[JOBS]:
1. Answer these questions about the read-a-thon blog post, one per line.
(a) Which book did the writer read to the end of part two?
(b) Which book did the writer read a couple more chapters of before falling asleep?
(c) To which CD did the writer dance this morning?
2. Write the next part of the read-a-thon blog post, picking up after its last line.

— Start of DOCUMENT SECTION —

Tuesday, 10 December 2013

Reading Cram Read-a-thon Day 2 and Top Ten Tuesday


12:15PM: I spent most of yesterday evening reading Perdido Street Station, and reached the end of part two. I went to bed quite early, as I could barely keep my eyes open, but managed to get in a couple more chapters of Harry Potter and the Goblet of Fire before falling asleep. Hagrid's secret past has been splashed all over the Daily Prophet, in a subplot that I don't think was touched on much during the films. I can't help feeling that Rita Skeeter must be based upon J. K. Rowling's own experiences with evil journalists (and if she were a muggle, Miss Skeeter would be the Daily Mail's darling. What a nasty piece of work.)

I made the most of my day off this morning by not setting my alarm clock and sleeping in late. I read another chapter of Perdido Street Station over breakfast, though since then I've really just been pottering around, dancing round my room to my Dreamboats and Petticoats CD and getting sucked into the internet. Time to put that computer away, Edwards! Get reading!

3:30PM: Oops.

— End of DOCUMENT SECTION —
— Start of SUPPLIED RECORDS —

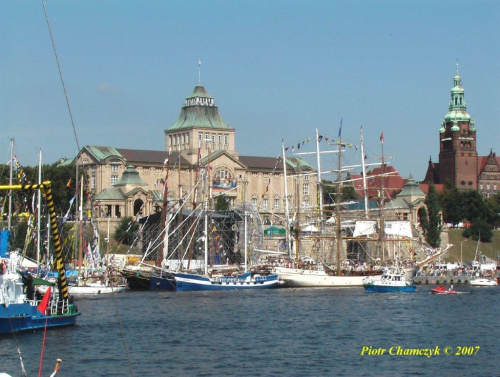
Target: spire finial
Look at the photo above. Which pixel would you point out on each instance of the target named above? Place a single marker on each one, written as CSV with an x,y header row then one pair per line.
x,y
199,71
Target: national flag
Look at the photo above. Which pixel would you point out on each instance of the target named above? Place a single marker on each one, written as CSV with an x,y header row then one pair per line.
x,y
42,307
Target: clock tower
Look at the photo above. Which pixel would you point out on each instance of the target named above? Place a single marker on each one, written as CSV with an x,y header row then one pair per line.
x,y
458,159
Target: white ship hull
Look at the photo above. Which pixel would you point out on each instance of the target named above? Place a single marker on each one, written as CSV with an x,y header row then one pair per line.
x,y
294,277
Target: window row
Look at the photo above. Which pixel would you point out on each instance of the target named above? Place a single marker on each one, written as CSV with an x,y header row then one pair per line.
x,y
178,139
213,138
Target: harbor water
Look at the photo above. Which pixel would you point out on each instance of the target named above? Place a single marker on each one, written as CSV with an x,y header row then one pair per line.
x,y
277,332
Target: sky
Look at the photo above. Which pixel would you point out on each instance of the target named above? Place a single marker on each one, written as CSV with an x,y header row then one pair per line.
x,y
278,71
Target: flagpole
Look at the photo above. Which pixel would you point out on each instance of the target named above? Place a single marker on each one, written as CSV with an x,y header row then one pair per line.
x,y
320,187
339,193
382,220
287,210
365,189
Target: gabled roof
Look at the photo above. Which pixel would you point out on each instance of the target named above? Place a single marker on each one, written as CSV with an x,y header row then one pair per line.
x,y
411,189
135,190
130,177
102,153
271,163
134,156
110,194
482,160
216,154
391,182
425,187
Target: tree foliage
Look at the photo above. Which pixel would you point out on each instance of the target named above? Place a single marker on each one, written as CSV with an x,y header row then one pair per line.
x,y
433,230
221,203
126,231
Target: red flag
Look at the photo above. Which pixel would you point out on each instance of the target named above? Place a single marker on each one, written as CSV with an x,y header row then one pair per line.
x,y
42,306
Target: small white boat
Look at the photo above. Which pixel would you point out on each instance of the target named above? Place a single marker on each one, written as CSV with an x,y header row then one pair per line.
x,y
95,289
483,282
393,280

— End of SUPPLIED RECORDS —

[SOLVED TASKS]:
1.
(a) Perdido Street Station
(b) Harry Potter and the Goblet of Fire
(c) Dreamboats and Petticoats

2.
Everyone seems to be talking about NOS4R2 among my bloggy friends. I've had my eye on it since it was first released, but was going to wait for the small paperback to be published. But with all the internet chatter about this book, and the fact that it is apparently a Christmassy horror story, I couldn't wait another year, and as I just needed to spend another £10 at Waterstone's before I got a free gift card, I decided to treat myself to an early Christmas present.



Perdido Street Station: The story so far:

Isaac's study of assorted birds, bugs and other winged creatures has brought him into contact with a brightly-coloured creature which has a strange effect, seemingly with powerful psychic or empathic abilities. This creature has been stolen from a research facility, where its siblings have been treated with caution, even fear. This cannot end well. My suspicion is that it will incite all sorts of nastiness from the people of New Crobuzon.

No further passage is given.